Testo fornito:
▬▬▬▬▬▬
Mindfulness & Psicoterapia

Dopo tutto quello che abbiamo detto sulla Mindfulness, sui suoi effetti sul sistema nervoso, sui neurotrasmettitori, sulla impressionante mole di lavori scientifici etc, è comprensibile l’interesse che la psicoterapia in generale e quella cognitivo comportamentale in particolare hanno dimostrato nei confronti della Mindfulness. Tanto che la cosiddetta “terza onda” della terapia cognitivo comportamentale, generalizzando, si caratterizza per l’utilizzo, con diversa intensità, delle pratiche di consapevolezza.

Tuttavia, è necessario rispondere ad alcune domande per valutare l’impatto dell’uso della Mindfulness in psicoterapia.

La prima: è pensabile che la Mindfulness da sola sia una sorta panacea universale, applicabile a tutte le patologie e i disagi mentali? A questa domanda ha risposto Teasdale, l’autore insieme ad altri ricercatori, di un protocollo validato per la recidiva degli episodi di depressione maggiore la MBCT (Terapia cognitiva basata sulla mindfulness) e di cui parleremo più avanti. In sostanza, dice Teasdale, la risposta è negativa; in quanto non si può prescindere dalla patologia che vogliamo trattare. Questo è confermato dal dato di letteratura scientifica che evidenzia come pazienti depressi avevano un rischio di ricaduta minore se sottoposti a MBCT rispetto alla semplice MBSR; in quanto la MBCT utilizza aspetti particolari della Mindfulness utili nel contrastare le ricadute, in particolare il contrasto al rimugginio. Dobbiamo dunque concludere che la Mindfulness sia utile in psicoterapia solo e se abbinata ad un’analisi puntuale del caso in oggetto e tenendo presente che le pratiche di consapevolezza, anche nella cultura buddhista da cui trae origine la mindfulness, si presentano come una realtà multi sfaccettata.

La seconda domanda a cui dobbiamo rispondere, per esigenze di chiarezza, è se la mindfulness sia una forma di meditazione. Sebbene alcuni studiosi neghino tale possibilità, la maggior parte dei ricercatori risponde positivamente; sia perché come vedremo tutti i protocolli prevedono un uso importante di pratiche meditative di un qualche tipo, sia perché la cultura di riferimento, quella buddhista, utilizza pratiche di meditazione formale.

La terza: la Mindfulness è uno stato o una attività? Appare evidente come in letteratura scientifica il termine di Mindfulness sia stato utilizzato in 4 accezioni distinte:

  • Mindfulness come pratica meditativa tradizionale. In questa categoria rientrano le pratiche meditative in genere associate a uno sviluppo spirituale ed etico come quelle proposte dal Buddhismo e dallo Zen, comprese altre tradizioni spirituali come il Cristianesimo o al Sufismo che utilizzano pratiche meditative.
▬▬▬▬▬▬
Voci tratte da una fonte di dati:
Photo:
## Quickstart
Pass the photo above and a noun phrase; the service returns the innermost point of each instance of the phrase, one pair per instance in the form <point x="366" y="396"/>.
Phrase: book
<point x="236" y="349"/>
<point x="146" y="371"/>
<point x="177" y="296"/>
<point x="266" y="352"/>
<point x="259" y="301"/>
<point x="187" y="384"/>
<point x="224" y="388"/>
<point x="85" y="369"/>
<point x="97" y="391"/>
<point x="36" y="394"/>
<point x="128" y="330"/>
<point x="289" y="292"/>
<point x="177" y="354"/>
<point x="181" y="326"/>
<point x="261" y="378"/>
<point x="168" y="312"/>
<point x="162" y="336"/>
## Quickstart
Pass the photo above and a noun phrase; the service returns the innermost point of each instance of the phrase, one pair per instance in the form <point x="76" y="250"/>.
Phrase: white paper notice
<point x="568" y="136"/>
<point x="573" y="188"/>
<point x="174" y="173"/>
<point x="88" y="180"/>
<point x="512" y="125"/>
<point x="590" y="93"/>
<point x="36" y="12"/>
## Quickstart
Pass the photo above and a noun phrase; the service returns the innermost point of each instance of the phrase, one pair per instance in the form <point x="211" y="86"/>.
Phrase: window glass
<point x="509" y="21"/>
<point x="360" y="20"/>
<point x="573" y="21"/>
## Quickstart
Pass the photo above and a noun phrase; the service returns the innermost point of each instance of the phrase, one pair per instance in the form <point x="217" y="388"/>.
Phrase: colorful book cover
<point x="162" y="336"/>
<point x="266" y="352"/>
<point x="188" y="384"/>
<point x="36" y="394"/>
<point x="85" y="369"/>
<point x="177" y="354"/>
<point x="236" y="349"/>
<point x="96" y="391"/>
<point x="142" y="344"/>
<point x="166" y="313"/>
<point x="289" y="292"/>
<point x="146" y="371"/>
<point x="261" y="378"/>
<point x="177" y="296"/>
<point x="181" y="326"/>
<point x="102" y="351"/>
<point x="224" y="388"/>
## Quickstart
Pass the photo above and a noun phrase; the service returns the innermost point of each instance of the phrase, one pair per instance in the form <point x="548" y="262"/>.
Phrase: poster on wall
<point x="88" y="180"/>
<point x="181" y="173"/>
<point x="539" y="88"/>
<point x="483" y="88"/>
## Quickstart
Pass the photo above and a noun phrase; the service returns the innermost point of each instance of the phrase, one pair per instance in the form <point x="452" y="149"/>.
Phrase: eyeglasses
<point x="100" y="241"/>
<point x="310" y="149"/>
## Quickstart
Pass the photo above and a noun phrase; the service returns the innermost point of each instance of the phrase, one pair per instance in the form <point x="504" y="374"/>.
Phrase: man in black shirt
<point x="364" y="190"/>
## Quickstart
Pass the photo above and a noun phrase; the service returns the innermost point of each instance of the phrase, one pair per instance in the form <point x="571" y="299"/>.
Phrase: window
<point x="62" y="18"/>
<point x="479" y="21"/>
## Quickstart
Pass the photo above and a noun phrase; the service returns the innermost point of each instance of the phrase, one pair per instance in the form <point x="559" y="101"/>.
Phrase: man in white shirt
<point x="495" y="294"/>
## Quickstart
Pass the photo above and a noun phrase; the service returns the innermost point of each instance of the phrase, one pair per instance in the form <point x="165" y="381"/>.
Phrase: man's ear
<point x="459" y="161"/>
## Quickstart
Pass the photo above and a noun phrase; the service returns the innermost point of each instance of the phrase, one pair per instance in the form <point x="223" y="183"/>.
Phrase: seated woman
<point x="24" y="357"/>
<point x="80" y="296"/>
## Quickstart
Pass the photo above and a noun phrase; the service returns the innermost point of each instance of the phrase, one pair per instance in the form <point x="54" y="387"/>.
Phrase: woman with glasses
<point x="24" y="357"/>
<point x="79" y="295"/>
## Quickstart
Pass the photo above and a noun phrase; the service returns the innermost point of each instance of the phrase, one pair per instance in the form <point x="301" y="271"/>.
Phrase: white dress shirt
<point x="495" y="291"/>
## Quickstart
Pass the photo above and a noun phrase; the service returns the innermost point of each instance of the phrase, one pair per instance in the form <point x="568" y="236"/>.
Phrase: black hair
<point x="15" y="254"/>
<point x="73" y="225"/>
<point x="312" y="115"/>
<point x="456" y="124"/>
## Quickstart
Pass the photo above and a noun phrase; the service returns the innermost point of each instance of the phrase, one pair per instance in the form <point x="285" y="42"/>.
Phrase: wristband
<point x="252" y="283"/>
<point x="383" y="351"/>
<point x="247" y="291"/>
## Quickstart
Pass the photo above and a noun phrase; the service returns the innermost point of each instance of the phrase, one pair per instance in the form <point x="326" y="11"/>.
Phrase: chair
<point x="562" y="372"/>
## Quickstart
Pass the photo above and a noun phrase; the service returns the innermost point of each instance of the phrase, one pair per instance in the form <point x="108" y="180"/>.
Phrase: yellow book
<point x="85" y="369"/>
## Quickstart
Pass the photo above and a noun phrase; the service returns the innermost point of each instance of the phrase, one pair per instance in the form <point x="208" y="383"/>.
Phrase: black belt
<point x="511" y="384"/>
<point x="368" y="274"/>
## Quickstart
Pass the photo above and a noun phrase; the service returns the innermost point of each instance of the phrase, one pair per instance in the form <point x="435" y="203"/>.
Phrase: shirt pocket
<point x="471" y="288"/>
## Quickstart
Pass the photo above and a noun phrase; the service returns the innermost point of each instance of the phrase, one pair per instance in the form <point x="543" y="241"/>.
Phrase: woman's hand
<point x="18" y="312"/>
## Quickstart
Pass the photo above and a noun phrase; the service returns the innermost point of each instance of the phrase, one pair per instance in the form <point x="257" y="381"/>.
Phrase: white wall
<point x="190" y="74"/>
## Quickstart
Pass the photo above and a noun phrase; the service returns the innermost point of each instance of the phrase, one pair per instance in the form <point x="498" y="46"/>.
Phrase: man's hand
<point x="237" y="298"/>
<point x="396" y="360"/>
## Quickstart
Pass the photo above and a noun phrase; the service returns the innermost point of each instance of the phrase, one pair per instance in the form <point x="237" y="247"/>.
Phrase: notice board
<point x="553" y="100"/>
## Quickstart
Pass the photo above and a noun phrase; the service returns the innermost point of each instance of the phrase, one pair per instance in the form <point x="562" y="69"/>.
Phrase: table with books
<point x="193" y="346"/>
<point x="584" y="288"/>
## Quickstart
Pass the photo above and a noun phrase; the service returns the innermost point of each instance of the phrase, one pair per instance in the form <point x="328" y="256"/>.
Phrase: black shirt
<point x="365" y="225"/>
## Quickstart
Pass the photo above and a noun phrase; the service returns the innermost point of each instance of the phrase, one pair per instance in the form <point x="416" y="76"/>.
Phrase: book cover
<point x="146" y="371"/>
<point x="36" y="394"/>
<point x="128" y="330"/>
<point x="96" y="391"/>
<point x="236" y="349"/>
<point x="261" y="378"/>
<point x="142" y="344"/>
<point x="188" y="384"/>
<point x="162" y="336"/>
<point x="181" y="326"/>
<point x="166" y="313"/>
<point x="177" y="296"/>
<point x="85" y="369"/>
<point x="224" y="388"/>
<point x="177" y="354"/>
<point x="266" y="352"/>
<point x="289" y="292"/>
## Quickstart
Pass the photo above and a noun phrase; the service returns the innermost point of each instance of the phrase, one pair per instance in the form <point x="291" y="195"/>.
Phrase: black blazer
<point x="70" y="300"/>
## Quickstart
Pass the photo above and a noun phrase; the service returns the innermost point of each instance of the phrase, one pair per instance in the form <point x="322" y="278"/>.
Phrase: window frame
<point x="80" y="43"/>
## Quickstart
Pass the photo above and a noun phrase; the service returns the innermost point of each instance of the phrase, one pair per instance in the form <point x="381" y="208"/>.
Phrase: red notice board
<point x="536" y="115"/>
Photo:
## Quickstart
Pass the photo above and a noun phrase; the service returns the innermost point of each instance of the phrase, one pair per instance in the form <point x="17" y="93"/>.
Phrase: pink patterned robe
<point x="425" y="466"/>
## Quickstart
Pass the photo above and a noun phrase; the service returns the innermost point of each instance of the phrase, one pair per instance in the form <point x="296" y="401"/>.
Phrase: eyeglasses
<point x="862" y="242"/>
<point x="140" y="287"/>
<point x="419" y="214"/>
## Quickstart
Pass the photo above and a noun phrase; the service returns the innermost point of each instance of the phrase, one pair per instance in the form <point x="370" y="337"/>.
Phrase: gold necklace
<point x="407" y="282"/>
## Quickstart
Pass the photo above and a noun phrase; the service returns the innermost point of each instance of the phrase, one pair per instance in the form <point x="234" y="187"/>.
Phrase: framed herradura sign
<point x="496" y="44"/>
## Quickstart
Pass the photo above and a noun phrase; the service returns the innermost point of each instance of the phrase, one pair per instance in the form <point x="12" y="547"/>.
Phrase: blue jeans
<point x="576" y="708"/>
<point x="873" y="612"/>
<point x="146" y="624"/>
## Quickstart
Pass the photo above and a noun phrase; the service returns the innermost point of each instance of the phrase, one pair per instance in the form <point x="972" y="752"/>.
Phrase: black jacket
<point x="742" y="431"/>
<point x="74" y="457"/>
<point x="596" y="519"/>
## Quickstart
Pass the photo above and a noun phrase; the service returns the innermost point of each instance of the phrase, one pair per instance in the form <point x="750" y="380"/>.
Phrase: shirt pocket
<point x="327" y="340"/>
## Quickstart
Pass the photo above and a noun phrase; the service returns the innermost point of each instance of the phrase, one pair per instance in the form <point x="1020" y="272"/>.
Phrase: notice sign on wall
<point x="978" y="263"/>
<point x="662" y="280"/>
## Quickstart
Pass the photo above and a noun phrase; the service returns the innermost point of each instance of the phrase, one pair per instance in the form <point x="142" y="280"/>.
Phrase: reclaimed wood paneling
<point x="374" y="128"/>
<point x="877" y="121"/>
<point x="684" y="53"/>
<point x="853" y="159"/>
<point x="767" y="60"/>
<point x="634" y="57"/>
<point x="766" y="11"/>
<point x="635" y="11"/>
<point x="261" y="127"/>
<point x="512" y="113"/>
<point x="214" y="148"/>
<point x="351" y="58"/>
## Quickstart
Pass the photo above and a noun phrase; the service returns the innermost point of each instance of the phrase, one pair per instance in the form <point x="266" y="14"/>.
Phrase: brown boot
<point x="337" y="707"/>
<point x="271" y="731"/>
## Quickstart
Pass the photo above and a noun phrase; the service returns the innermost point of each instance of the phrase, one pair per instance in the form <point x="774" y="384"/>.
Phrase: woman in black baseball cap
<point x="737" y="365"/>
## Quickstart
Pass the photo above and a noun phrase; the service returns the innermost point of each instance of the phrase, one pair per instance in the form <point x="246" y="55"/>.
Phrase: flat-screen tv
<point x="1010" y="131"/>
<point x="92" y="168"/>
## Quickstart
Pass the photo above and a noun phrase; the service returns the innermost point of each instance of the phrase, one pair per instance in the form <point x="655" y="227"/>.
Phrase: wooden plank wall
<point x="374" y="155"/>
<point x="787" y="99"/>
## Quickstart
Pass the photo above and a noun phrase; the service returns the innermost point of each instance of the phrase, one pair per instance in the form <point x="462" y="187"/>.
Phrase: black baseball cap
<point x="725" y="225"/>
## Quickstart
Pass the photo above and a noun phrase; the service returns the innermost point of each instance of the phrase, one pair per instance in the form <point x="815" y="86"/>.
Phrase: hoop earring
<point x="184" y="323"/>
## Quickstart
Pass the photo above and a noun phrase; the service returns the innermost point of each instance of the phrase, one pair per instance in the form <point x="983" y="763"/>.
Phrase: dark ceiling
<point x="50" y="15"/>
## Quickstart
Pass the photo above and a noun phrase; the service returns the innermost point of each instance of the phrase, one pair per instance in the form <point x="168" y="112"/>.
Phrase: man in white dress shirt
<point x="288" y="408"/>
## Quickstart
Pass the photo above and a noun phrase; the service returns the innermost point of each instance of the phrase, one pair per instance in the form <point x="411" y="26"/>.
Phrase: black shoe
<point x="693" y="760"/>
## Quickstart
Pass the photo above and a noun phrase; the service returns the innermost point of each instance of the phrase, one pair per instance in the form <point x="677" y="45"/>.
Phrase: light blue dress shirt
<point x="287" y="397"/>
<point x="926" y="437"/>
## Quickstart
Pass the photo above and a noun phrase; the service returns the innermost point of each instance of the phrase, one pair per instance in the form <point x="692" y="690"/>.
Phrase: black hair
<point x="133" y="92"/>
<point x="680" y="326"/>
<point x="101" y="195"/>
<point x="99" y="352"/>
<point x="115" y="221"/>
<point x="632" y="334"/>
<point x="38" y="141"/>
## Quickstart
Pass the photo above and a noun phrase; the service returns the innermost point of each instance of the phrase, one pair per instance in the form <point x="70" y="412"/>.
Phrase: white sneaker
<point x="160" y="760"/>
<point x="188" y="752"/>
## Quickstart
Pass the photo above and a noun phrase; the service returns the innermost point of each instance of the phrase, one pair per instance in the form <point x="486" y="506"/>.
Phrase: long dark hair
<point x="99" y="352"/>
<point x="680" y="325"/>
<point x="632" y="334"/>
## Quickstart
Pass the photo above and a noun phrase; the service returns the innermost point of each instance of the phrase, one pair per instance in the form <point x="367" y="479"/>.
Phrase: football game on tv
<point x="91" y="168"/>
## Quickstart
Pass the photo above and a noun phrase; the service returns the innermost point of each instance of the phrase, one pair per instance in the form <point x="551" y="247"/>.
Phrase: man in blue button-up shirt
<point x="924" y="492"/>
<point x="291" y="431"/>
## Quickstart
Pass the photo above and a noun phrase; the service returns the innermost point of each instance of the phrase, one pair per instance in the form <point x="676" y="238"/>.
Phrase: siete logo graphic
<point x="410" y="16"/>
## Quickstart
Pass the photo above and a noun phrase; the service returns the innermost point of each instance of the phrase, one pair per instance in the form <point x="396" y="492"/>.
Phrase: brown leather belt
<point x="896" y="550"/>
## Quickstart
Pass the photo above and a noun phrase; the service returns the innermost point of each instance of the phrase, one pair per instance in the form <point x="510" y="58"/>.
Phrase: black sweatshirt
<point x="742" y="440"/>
▬▬▬▬▬▬
Cosa fare:
Riporta parola per parola il brano del testo su Mindfulness e psicoterapia che inizia con le parole contenenti "Dopo tutto quello" e termina con "Mindfulness in psicoterapia.".

Esito del compito:
Dopo tutto quello che abbiamo detto sulla Mindfulness, sui suoi effetti sul sistema nervoso, sui neurotrasmettitori, sulla impressionante mole di lavori scientifici etc, è comprensibile l’interesse che la psicoterapia in generale e quella cognitivo comportamentale in particolare hanno dimostrato nei confronti della Mindfulness. Tanto che la cosiddetta “terza onda” della terapia cognitivo comportamentale, generalizzando, si caratterizza per l’utilizzo, con diversa intensità, delle pratiche di consapevolezza.

Tuttavia, è necessario rispondere ad alcune domande per valutare l’impatto dell’uso della Mindfulness in psicoterapia.